» DATASET RECORDS:

· · · · ·

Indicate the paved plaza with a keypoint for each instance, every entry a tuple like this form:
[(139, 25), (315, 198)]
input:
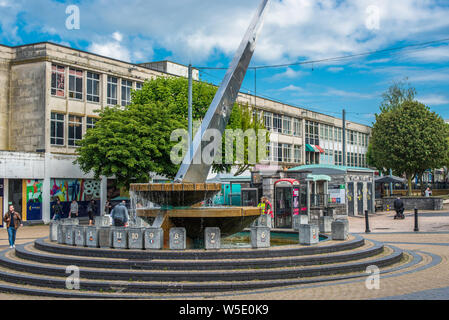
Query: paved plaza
[(427, 277)]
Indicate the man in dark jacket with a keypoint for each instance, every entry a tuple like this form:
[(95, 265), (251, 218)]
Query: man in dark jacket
[(120, 215), (91, 211), (57, 209), (13, 221), (399, 207)]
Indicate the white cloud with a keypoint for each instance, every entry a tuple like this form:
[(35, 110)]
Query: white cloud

· · · · ·

As you read the records above, find each line that contains "cloud" and copy it.

Indicate the white cloud with a keypoint for each instance, every entry a tuple like this form:
Query: white cloud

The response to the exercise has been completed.